──────── Data for this exercise ────────

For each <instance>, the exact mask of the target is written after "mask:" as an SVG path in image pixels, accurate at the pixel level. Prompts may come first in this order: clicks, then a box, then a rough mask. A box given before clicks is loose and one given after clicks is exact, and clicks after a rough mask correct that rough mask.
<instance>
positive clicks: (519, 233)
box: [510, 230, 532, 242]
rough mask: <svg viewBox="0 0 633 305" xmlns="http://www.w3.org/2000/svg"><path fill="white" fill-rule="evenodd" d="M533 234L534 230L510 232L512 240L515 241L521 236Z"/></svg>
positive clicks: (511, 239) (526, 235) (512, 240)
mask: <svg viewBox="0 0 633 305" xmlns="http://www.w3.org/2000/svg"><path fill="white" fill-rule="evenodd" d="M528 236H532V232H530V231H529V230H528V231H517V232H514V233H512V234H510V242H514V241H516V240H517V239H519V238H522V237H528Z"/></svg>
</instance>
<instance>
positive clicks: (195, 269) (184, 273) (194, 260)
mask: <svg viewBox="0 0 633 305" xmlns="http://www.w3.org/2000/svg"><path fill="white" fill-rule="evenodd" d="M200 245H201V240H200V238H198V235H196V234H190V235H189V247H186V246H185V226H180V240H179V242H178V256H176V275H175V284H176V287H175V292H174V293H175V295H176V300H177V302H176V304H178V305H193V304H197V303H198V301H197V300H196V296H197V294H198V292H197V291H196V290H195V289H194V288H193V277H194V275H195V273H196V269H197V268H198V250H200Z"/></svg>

────────
──────── Data for this exercise ────────

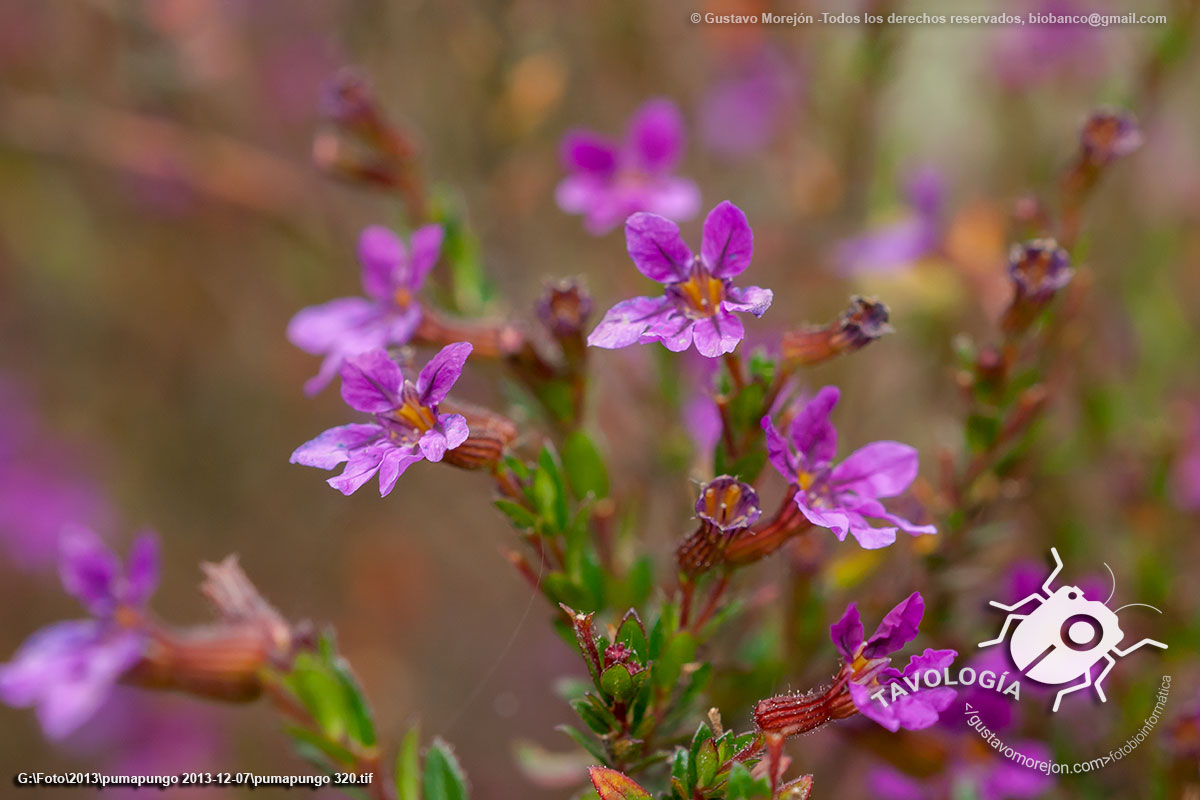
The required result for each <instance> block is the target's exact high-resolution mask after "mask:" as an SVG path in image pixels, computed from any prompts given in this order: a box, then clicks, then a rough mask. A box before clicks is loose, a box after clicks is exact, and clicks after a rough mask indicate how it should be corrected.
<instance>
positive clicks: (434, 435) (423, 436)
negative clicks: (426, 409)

────────
──────── Data for this exercise ────────

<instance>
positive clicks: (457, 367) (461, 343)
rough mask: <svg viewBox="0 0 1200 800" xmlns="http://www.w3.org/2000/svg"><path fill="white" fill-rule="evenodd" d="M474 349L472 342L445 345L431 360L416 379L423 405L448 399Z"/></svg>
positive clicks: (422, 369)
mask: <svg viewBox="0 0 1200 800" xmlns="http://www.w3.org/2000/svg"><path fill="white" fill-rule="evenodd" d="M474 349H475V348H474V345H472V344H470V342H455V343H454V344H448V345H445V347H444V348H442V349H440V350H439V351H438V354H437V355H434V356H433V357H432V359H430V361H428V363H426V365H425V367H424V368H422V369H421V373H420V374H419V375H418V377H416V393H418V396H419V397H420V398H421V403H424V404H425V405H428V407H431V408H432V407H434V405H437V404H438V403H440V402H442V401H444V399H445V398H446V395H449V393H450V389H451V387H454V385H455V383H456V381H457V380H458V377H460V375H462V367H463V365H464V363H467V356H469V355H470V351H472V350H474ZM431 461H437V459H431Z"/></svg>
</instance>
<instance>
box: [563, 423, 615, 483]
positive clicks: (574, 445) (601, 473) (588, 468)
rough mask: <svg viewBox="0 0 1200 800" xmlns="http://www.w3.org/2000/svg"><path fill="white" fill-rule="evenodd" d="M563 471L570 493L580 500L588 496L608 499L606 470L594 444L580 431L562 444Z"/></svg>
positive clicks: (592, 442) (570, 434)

────────

◆ **Task instructions**
Please pick out every line in the items above that contains the string "positive", and copy each such line in full.

◆ **Exercise solution**
positive clicks: (519, 233)
positive clicks: (511, 239) (526, 235) (512, 240)
positive clicks: (195, 269) (184, 273) (194, 260)
positive clicks: (434, 435) (423, 436)
positive clicks: (457, 367) (461, 343)
positive clicks: (422, 369)
positive clicks: (574, 445) (601, 473) (588, 468)
positive clicks: (592, 442) (570, 434)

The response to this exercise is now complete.